In the article on hospital margins below, shorten the paragraph that begins "Hospitals have faced a difficult year" and keep its main facts.
== PASSAGE FOR REVIEW ==
Hospital margins mired in red for 5th straight month: Kaufman Hall

Even with some improved financial performance in May, the outlook for the rest of the year remains uncertain, the firm says.

Hospitals bounced back a bit financially in May, but their performance still remains well below pre-pandemic levels, according to a new report from Kaufman Hall.

Even with a recovery in May, hospital margins remained in the red for the fifth straight month. The Kaufman Hall Year-to-Date Operating Margin Index was 0.33% through May.

Hospitals have faced a difficult year financially, exacerbated by the record high COVID-19 hospitalizations in the beginning of the year. Kaufman Hall has said health systems are looking at a lengthy recovery.

“While some metrics have normalized, hospitals continue to perform below pre-pandemic levels,  and there is an uncertain outlook for the rest of the year,” the report stated.

Hospitals continue to face formidable economic headwinds, said Erik Swanson, a senior vice president of data and analytics with Kaufman Hall.

“While we are seeing hospitals revenues inch up, it simply is not enough to mitigate the skyrocketing costs of material and labor expenses, resulting in negative operating margins for the nation’s hospitals and health systems,” Swanson said in a statement.
===
== SOURCE DATA ==
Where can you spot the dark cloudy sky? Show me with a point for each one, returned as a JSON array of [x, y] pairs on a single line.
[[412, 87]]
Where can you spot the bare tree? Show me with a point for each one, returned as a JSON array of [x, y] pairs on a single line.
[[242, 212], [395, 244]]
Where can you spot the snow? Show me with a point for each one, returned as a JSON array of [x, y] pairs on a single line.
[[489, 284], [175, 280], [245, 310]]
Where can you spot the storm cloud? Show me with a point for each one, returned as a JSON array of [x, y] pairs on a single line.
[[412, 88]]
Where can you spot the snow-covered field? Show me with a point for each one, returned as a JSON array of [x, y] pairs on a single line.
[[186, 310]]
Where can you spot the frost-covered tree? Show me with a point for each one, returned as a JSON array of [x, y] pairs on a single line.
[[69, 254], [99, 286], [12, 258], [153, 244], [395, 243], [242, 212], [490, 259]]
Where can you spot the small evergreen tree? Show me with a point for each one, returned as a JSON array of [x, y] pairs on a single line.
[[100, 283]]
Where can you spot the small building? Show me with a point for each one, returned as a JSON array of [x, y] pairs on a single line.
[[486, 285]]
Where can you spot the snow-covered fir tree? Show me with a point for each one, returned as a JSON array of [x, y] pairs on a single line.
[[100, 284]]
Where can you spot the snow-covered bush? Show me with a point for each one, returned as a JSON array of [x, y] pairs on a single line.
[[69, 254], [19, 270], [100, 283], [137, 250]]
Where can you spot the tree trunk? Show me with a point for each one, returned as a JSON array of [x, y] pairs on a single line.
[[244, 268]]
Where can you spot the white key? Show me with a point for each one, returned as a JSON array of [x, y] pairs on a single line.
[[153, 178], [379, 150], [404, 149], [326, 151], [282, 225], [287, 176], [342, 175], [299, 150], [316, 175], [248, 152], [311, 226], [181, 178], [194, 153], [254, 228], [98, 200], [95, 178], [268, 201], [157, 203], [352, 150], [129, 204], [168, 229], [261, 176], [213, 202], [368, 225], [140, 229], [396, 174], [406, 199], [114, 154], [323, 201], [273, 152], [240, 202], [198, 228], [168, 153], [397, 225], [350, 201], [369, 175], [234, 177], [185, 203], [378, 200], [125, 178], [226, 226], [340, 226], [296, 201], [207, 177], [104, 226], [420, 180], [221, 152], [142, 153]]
===
OUTPUT: Hospitals have had a hard financial year, made worse by record COVID-19 hospitalizations early in the year. Kaufman Hall says health systems face a long recovery.